CRÔNICAS PROF. FLÁVIO DA SILVA
OLIVEIRA
OS LACERDINHAS
18-09-1966
Com este calor bárbaro, os “lacerdinhas” andam
assanhadíssimos. Quem se atrever a atravessar o jardim, mormente se estiver
usando camisa ou blusa amarela, fica todo salpicado pelos ativos e irritantes
bichinhos, que não deram bola ao combate que a Prefeitura lhes moveu. A exemplo
de outras cidades, já foi tentado de tudo para exterminá-los. Reduzem suas
atividades mas, dentro em pouco, voltam mais ferozes do que nunca. A
impertinência deles é tanta que existem até os que aconselham o uso de
lança-chamas ou a derrubada total dos “fícus”, como únicos remédios para o mal.
A verdade é que os bichinhos são travessos e sabidos. Enrolando-se nas folhas
mais novas e tenras das árvores, ficam quase que inteiramente protegidos de
qualquer ataque. E o sol, que atualmente está de estourar mamona, deixa-os mais
ativos e insuportáveis. À tardezinha, com a fresca, vão-se aquietando, até
sossegarem de vez, com a noite.
Aliás, li algures que o ciclo de atividades dos “lacerdinhas”

= = = = = = =

• **ATIVIDADES A REALIZAR**:
1) De acordo com a crônica sobre os lacerdinhas, quem atravessa o jardim com camisa ou blusa de que cor fica especialmente salpicado pelos bichinhos?
2) Transcreva da crônica sobre os lacerdinhas o trecho que se inicia com as palavras que contêm “A verdade é” e termina em “com a noite.”.
Os registros não guardam relação alguma com o texto.

= = = = = = =

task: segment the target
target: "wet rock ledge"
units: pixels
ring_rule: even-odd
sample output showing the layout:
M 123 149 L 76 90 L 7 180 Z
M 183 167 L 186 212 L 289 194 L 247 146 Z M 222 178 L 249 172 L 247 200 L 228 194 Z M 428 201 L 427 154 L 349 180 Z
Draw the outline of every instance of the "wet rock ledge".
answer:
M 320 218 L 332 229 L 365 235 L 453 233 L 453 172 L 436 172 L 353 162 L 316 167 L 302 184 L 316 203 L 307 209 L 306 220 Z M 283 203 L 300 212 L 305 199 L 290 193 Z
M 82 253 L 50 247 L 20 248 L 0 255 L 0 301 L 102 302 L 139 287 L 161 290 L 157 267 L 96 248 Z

= = = = = = =

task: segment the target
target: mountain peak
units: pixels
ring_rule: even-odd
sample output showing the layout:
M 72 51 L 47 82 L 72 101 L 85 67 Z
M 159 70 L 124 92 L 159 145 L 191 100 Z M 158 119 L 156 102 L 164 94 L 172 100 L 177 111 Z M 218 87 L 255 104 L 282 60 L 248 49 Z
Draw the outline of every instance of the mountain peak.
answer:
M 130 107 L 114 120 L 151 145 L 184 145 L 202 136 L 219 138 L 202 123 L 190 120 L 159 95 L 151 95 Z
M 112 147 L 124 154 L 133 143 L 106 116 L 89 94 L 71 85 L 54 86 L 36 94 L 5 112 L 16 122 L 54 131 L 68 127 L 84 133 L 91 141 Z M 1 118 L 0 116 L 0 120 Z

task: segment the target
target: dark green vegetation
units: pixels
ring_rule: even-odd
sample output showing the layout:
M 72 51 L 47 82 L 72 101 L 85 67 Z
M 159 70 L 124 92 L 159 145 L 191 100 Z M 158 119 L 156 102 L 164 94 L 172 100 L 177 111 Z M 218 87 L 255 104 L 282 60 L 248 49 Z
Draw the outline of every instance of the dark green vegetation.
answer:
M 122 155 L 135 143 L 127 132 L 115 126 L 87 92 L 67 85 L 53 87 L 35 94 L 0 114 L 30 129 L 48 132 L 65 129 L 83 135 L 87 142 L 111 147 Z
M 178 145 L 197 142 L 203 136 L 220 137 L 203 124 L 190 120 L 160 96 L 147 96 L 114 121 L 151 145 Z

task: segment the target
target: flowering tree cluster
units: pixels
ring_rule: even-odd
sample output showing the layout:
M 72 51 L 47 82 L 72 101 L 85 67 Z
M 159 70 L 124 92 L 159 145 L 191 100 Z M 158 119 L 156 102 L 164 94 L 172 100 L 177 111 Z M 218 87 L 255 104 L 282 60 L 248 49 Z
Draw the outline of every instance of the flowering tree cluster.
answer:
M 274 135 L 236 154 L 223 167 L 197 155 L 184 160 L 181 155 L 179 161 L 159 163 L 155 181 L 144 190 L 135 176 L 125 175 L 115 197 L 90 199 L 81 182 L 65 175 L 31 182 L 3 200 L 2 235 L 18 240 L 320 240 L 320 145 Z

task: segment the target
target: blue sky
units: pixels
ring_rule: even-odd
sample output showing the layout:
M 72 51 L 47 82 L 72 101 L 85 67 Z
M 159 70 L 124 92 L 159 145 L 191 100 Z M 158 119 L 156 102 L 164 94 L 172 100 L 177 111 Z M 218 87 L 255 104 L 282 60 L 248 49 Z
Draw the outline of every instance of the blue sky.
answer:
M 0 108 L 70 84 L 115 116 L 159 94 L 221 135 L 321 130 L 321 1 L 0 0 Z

= = = = = = =

• **RESPOSTAS EM SEQUÊNCIA**:
1) Amarela.

2)
A verdade é que os bichinhos são travessos e sabidos. Enrolando-se nas folhas
mais novas e tenras das árvores, ficam quase que inteiramente protegidos de
qualquer ataque. E o sol, que atualmente está de estourar mamona, deixa-os mais
ativos e insuportáveis. À tardezinha, com a fresca, vão-se aquietando, até
sossegarem de vez, com a noite.